▶ INSTRUCTIONS FOR THE TASK
Keep every line of the data below that has the string "hill" and present those lines.

▶ DATA FOR THIS EXERCISE
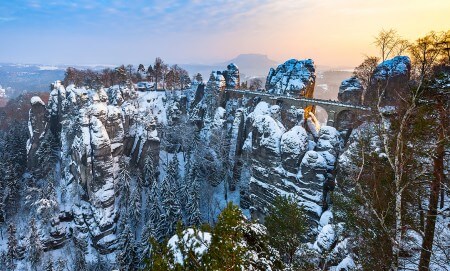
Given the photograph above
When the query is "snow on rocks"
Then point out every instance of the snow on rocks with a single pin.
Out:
(36, 100)
(294, 144)
(350, 91)
(325, 239)
(326, 218)
(313, 168)
(196, 240)
(292, 78)
(329, 140)
(346, 264)
(392, 75)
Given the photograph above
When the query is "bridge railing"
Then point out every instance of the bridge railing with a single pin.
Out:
(307, 100)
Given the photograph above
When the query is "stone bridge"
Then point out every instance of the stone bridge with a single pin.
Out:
(337, 111)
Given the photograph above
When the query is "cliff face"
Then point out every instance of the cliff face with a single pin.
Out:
(93, 133)
(292, 78)
(351, 91)
(389, 80)
(239, 150)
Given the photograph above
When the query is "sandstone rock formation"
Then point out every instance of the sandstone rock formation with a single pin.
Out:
(389, 79)
(95, 127)
(292, 78)
(351, 91)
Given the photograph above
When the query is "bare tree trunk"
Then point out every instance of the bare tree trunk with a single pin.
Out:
(438, 176)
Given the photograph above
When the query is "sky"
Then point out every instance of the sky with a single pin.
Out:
(331, 32)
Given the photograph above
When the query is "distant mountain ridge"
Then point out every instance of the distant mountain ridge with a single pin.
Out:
(250, 65)
(253, 64)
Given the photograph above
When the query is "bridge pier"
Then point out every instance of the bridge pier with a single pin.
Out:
(331, 118)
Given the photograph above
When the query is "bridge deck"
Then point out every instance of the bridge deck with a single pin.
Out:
(300, 100)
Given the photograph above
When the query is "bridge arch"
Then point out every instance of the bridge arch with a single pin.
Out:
(321, 114)
(345, 119)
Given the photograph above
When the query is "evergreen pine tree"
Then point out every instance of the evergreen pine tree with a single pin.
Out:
(170, 198)
(286, 227)
(193, 204)
(35, 248)
(134, 204)
(12, 252)
(127, 256)
(228, 250)
(80, 263)
(49, 265)
(149, 171)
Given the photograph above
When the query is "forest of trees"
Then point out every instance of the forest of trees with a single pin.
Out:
(392, 195)
(161, 74)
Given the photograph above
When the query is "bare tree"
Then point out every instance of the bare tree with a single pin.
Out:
(255, 83)
(365, 70)
(388, 42)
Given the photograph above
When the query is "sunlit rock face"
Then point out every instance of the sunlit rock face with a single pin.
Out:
(94, 128)
(232, 76)
(292, 78)
(350, 91)
(389, 82)
(36, 125)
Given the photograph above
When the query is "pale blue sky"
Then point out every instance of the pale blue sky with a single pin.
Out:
(132, 31)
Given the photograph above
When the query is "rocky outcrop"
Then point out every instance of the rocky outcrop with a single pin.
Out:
(37, 123)
(350, 91)
(228, 78)
(285, 162)
(95, 128)
(232, 76)
(294, 144)
(390, 79)
(292, 78)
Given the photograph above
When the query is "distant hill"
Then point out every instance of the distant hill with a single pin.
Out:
(253, 65)
(250, 65)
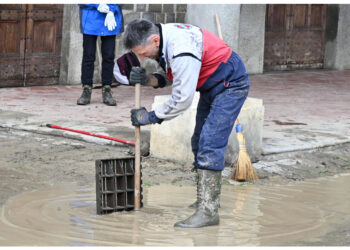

▶ ANSWER TO THIS PROBLEM
When the query is "distant hill"
Then point out every instance of the distant hill with a single pin.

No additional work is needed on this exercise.